● **TASK PROMPT**
Copy out the data below as written; omit any images.

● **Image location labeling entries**
——

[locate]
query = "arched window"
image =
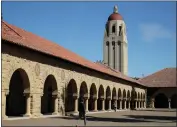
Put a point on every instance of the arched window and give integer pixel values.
(120, 30)
(113, 29)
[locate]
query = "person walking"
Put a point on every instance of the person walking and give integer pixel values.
(82, 110)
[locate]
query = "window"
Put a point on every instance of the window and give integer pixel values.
(120, 30)
(113, 29)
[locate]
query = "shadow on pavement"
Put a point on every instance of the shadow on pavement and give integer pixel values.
(158, 110)
(92, 118)
(172, 118)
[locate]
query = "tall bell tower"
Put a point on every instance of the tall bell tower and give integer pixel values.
(115, 49)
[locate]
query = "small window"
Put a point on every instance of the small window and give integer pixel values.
(113, 29)
(120, 30)
(113, 43)
(107, 43)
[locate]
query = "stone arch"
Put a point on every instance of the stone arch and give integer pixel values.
(113, 28)
(161, 101)
(71, 96)
(100, 97)
(144, 97)
(141, 96)
(108, 97)
(93, 96)
(124, 94)
(174, 101)
(119, 93)
(128, 95)
(124, 99)
(114, 97)
(119, 98)
(133, 98)
(128, 98)
(50, 91)
(18, 87)
(83, 92)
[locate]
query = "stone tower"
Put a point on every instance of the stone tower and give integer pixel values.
(115, 53)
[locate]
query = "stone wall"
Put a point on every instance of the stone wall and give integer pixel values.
(38, 66)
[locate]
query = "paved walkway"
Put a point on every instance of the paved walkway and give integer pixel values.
(160, 117)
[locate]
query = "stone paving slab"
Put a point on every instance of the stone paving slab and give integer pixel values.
(161, 117)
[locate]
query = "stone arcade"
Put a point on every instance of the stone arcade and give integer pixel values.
(41, 78)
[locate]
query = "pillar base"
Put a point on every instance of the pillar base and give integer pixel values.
(5, 117)
(55, 113)
(27, 115)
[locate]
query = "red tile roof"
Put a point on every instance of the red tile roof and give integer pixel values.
(162, 78)
(26, 39)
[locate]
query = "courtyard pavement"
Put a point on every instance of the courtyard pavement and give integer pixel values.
(158, 117)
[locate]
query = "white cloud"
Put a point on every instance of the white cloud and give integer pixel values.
(153, 31)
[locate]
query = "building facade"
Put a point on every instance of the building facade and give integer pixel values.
(42, 78)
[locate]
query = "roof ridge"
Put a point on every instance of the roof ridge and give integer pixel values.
(152, 74)
(11, 28)
(67, 54)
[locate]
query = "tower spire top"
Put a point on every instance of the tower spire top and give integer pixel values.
(115, 9)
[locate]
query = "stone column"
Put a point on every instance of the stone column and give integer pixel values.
(55, 105)
(122, 57)
(95, 105)
(76, 105)
(169, 103)
(116, 103)
(110, 55)
(135, 104)
(28, 105)
(144, 104)
(129, 104)
(86, 105)
(103, 105)
(125, 104)
(4, 95)
(120, 104)
(109, 105)
(117, 56)
(152, 102)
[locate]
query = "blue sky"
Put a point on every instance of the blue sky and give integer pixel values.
(79, 27)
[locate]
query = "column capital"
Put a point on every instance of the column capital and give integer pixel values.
(169, 99)
(27, 94)
(55, 96)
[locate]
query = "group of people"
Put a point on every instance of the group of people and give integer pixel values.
(82, 113)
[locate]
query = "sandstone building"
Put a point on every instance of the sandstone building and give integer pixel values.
(42, 78)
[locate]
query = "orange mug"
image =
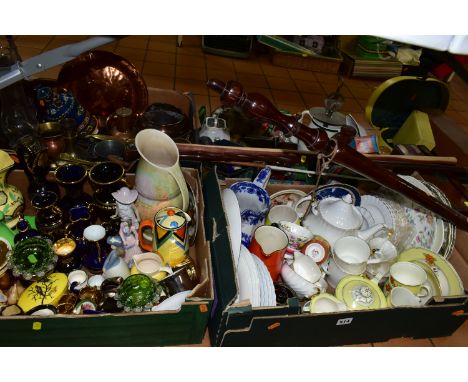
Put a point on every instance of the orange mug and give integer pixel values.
(269, 244)
(169, 235)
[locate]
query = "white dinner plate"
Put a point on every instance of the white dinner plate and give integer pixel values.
(231, 208)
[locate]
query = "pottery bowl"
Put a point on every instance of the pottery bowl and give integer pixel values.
(108, 147)
(70, 174)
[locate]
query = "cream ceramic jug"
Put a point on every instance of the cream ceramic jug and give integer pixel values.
(333, 218)
(158, 177)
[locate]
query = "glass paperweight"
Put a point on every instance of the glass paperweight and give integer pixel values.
(32, 258)
(138, 293)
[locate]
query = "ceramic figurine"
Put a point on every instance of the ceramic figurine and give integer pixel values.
(129, 235)
(11, 199)
(126, 210)
(115, 265)
(25, 231)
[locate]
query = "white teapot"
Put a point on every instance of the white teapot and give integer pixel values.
(333, 218)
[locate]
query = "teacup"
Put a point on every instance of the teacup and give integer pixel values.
(115, 266)
(254, 203)
(351, 254)
(269, 245)
(383, 256)
(151, 264)
(400, 296)
(318, 249)
(297, 234)
(180, 280)
(334, 272)
(305, 267)
(302, 287)
(324, 303)
(96, 281)
(282, 213)
(410, 276)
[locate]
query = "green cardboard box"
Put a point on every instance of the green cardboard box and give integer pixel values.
(241, 325)
(186, 326)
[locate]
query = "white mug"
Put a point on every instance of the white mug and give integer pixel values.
(351, 254)
(384, 255)
(305, 267)
(410, 276)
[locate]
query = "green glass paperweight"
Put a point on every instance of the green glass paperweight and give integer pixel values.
(138, 293)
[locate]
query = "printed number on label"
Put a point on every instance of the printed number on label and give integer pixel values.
(344, 321)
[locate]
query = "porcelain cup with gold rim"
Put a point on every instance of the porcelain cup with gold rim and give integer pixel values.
(410, 276)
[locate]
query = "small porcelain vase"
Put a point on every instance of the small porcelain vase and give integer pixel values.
(158, 177)
(170, 235)
(11, 199)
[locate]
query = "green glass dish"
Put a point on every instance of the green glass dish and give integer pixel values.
(138, 293)
(32, 258)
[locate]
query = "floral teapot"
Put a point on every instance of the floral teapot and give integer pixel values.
(333, 218)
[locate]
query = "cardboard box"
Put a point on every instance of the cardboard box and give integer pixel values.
(186, 326)
(241, 325)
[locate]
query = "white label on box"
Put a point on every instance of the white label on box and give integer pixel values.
(344, 321)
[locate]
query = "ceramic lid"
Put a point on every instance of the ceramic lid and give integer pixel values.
(170, 218)
(359, 293)
(340, 213)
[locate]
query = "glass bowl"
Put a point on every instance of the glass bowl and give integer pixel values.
(138, 293)
(32, 258)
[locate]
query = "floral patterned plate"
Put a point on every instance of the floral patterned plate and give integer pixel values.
(449, 229)
(424, 221)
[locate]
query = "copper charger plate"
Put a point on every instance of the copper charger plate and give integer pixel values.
(102, 82)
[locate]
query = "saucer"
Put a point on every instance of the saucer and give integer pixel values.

——

● **RESPONSE TO THIS EXERCISE**
[locate]
query = "arched window"
image =
Put a point on every instance of the arched window and give integer pixel values.
(120, 30)
(113, 29)
[locate]
query = "person walking"
Put a point on every instance of the person walking and give integer pixel values.
(82, 110)
[locate]
query = "window"
Put a point on every instance of the window and give integer pixel values.
(120, 30)
(113, 29)
[locate]
query = "shadow on pavement"
Put a point on every instance of the shadow on pavement and give integer pixel values.
(158, 110)
(92, 118)
(172, 118)
[locate]
query = "tall bell tower"
Put a point on every instance of the tall bell tower and give integer pixel values.
(115, 49)
[locate]
query = "small window"
Put a point on every instance of the small window and give integer pixel values.
(113, 29)
(120, 30)
(113, 43)
(107, 43)
[locate]
query = "stone arch"
Put a point on every instance of the stone arch and give integer pixel values.
(113, 28)
(161, 101)
(71, 96)
(100, 97)
(144, 97)
(141, 96)
(108, 97)
(93, 96)
(124, 94)
(174, 101)
(119, 93)
(128, 95)
(124, 99)
(114, 97)
(119, 98)
(133, 98)
(128, 98)
(50, 91)
(18, 87)
(83, 92)
[locate]
query = "stone tower"
Put a point on every instance of the stone tower and give integer pixel values.
(115, 53)
[locate]
query = "stone wall"
Put a point on every instance of the stone wall and give integer pixel values.
(38, 66)
[locate]
query = "paved walkway"
Put a point on every instance of the paved walkway and give integer pixel values.
(160, 117)
[locate]
query = "stone paving slab"
Put a point on every instance of the stone paving slab and give integer pixel values.
(161, 117)
[locate]
query = "stone arcade"
Put a point on every instance of the stone arcade and give integer pixel values.
(41, 78)
[locate]
query = "pillar base"
Put a point on every instance of the pillar base and give integer pixel values.
(5, 117)
(55, 113)
(27, 115)
[locate]
query = "red tile roof"
Put a point on every instance of the red tile roof and give integer pixel values.
(162, 78)
(26, 39)
[locate]
query = "courtyard pavement"
Put a point on every instance of the courtyard pavement and give integer pixel values.
(158, 117)
[locate]
query = "white cloud"
Put a point on every instance of the white cloud and give integer pixel values.
(153, 31)
[locate]
query = "building facade"
Put a point on every instance of the building facade and give integer pixel values.
(42, 78)
[locate]
query = "roof ridge"
Put a point on every instance of the roof ridge and give integer pixel values.
(152, 74)
(11, 28)
(67, 54)
[locate]
query = "tower spire top"
Put a point on every instance of the tower spire top and give integer pixel values.
(115, 9)
[locate]
query = "stone column"
Put a point on every instance of the stone column and give integer pixel values.
(55, 105)
(122, 57)
(95, 105)
(76, 105)
(169, 103)
(116, 103)
(110, 55)
(135, 104)
(28, 105)
(144, 104)
(129, 104)
(86, 105)
(103, 105)
(125, 104)
(4, 95)
(120, 104)
(109, 105)
(117, 56)
(152, 102)
[locate]
query = "blue sky"
Put a point on every instance of the blue sky and give integer pixel values.
(79, 27)
[locate]
query = "column capital"
Put a point on every instance of the column capital and give integer pixel values.
(169, 99)
(27, 94)
(55, 96)
[locate]
query = "group of people"
Put a point on every instance of the group of people and give integer pixel values.
(82, 113)
[locate]
query = "sandstone building"
Put a point on every instance of the sandstone building and give integer pixel values.
(42, 78)
[locate]
query = "orange mug"
image =
Put a point on every instance of the orange mug and give integer pixel values.
(269, 244)
(169, 235)
[locate]
query = "white dinner plate"
Put a point on every instance of the white dinner plate and give integer pixel values.
(231, 208)
[locate]
query = "pottery bowl"
Put a point on every instance of the pottery bowl and give integer pixel values.
(108, 147)
(70, 174)
[locate]
query = "cream ceramic jug"
Put a point on every instance of the cream ceramic jug and give integer pixel values.
(333, 218)
(158, 177)
[locate]
query = "glass paperweight"
Put a point on every instance of the glass paperweight and give integer pixel values.
(32, 258)
(138, 293)
[locate]
query = "ceramic figurine"
Put a point on every instance of the ceramic figurine and give integer pixel values.
(129, 235)
(11, 199)
(126, 210)
(115, 265)
(25, 231)
[locate]
query = "white teapot"
Put a point on every instance of the white teapot and give integer pixel values.
(333, 218)
[locate]
query = "teacup"
Put a point on every instance of the teacup and give integer pixel values.
(115, 266)
(254, 203)
(351, 254)
(269, 245)
(383, 256)
(151, 264)
(400, 296)
(318, 249)
(297, 234)
(180, 280)
(334, 272)
(305, 267)
(302, 287)
(324, 303)
(96, 281)
(282, 213)
(410, 276)
[locate]
query = "green cardboard box"
Put a point on every instance of the green cardboard box and give integer pixel values.
(241, 325)
(186, 326)
[locate]
query = "white mug"
Put a point on every instance of the white mug and give integer pixel values.
(351, 254)
(384, 255)
(305, 267)
(410, 276)
[locate]
query = "green glass paperweight"
Put a point on every instance of the green glass paperweight and give integer pixel values.
(138, 293)
[locate]
query = "printed number on label"
Put a point on every instance of the printed number on label and give integer pixel values.
(344, 321)
[locate]
query = "porcelain cup with gold rim"
Put a point on every instance of the porcelain cup with gold rim and give integer pixel values.
(410, 276)
[locate]
query = "small porcelain vase"
Put a point on every instance of the small porcelain vase and give integer pixel values.
(158, 177)
(170, 235)
(11, 199)
[locate]
query = "green glass dish"
Put a point on every instance of the green glass dish and give integer pixel values.
(138, 293)
(32, 258)
[locate]
query = "floral teapot"
Put a point on every instance of the floral teapot and give integer pixel values.
(333, 218)
[locate]
query = "cardboard box"
Put a point on every instance of the cardboard box and give integer pixel values.
(186, 326)
(241, 325)
[locate]
query = "white label on box"
Put a point on every instance of the white label on box and give integer pixel values.
(344, 321)
[locate]
query = "ceramic lid"
Put a point on every instance of the ceramic lid and give integer pixel values.
(170, 218)
(359, 293)
(340, 213)
[locate]
query = "glass bowl"
Put a point on every instance of the glass bowl and give integer pixel values.
(138, 293)
(32, 258)
[locate]
query = "floral patterned plate"
Put a point on every instance of the floral patterned plate and give integer pixel values.
(449, 229)
(424, 221)
[locate]
query = "copper charger plate"
Put a point on every instance of the copper charger plate and give integer pixel values.
(102, 82)
[locate]
query = "saucer"
Put a point on every instance of the saucer and give integer pixel values.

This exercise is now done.